- _Written exercise_:
Copy out exactly each line from the line with "Can you find the shadow" through the last line of the material below.

(Pointing and labeling entries)

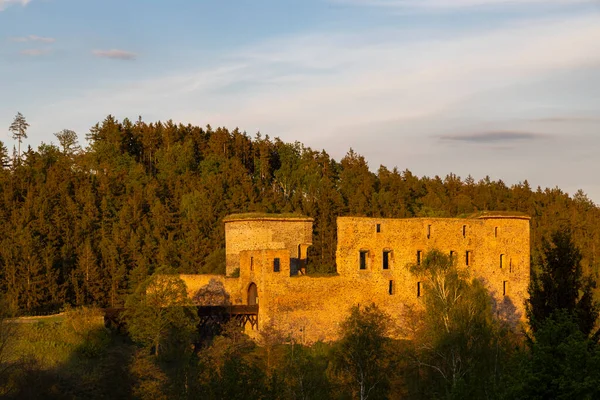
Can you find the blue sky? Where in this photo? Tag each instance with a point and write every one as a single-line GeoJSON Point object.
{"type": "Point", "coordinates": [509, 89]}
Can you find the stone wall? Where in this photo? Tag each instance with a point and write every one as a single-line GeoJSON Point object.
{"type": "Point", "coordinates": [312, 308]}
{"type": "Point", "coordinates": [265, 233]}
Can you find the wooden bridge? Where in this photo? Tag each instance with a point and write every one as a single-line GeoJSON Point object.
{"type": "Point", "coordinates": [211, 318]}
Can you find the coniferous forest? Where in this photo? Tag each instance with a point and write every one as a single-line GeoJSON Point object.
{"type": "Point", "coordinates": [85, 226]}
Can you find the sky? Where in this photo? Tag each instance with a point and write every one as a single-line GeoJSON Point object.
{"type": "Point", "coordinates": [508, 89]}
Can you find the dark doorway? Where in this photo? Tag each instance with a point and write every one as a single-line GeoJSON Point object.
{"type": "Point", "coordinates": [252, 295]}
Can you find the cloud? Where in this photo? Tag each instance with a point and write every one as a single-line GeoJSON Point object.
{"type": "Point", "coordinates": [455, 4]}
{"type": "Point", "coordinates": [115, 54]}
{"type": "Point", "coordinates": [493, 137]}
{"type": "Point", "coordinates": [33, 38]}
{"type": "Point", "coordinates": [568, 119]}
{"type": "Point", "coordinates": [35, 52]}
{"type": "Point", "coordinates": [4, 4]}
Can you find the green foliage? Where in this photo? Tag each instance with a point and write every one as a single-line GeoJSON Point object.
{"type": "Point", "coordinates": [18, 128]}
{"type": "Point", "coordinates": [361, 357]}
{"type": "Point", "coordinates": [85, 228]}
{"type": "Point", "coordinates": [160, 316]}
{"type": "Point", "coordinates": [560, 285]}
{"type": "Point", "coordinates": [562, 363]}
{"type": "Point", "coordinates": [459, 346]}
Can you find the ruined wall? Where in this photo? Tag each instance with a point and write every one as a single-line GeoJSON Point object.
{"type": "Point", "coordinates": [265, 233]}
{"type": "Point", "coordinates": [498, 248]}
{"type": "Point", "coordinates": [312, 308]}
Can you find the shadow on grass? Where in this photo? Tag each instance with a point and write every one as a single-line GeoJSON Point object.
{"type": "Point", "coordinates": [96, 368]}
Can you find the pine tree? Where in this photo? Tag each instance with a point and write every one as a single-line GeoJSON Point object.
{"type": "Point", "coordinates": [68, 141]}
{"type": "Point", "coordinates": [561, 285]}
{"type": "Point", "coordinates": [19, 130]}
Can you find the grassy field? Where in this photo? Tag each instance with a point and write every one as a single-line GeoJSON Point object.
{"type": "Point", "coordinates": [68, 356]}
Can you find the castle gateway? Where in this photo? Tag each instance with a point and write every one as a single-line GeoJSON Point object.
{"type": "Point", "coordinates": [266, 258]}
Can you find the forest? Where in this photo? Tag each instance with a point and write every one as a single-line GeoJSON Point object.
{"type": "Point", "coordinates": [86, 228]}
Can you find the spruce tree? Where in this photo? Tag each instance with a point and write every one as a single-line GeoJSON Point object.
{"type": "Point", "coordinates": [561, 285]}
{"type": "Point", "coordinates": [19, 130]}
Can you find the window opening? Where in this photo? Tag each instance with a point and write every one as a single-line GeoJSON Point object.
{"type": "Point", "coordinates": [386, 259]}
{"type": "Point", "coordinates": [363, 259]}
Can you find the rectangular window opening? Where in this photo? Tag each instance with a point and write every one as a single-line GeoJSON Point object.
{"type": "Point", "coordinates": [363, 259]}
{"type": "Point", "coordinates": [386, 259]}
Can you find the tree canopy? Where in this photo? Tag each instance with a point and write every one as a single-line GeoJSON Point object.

- _Written reply_:
Can you find the shadow on grass? Where in this photo? Tag each instance with a point and write every one as a single-line GeoJSON Point object.
{"type": "Point", "coordinates": [96, 368]}
Can you find the pine tree? Where in this photo? Tag each instance with a point and write every one as a single-line GeoJSON Point object.
{"type": "Point", "coordinates": [68, 141]}
{"type": "Point", "coordinates": [561, 285]}
{"type": "Point", "coordinates": [19, 130]}
Can you find the grassy field? Where in this photo? Tag each instance with a point and write every one as a single-line GeoJSON Point object.
{"type": "Point", "coordinates": [68, 356]}
Can you find the castle gateway? Where in this photo? Tag each instance with a point and write every one as a single-line GeoJSON Point object.
{"type": "Point", "coordinates": [266, 258]}
Can you find the forest? Where in this photo? Tag each instance with a point and write every one as a single-line GeoJSON Point object.
{"type": "Point", "coordinates": [86, 228]}
Can you find the spruce tree? Where in this photo? Tag each instance with a point and write every one as a single-line GeoJSON Point object.
{"type": "Point", "coordinates": [561, 285]}
{"type": "Point", "coordinates": [19, 130]}
Can you find the window opening? Where in this photo? Tag each instance with a point and write every one as a single-line GeoJSON Point object.
{"type": "Point", "coordinates": [386, 259]}
{"type": "Point", "coordinates": [363, 259]}
Can you find the rectangular window opening? Where in this photo? Tag each instance with a point and write every one as a single-line GeoJSON Point object.
{"type": "Point", "coordinates": [363, 259]}
{"type": "Point", "coordinates": [386, 259]}
Can you find the tree canopy? Where in this photo? Tag each instance with a point and write every one as a single-line GeoJSON Point object.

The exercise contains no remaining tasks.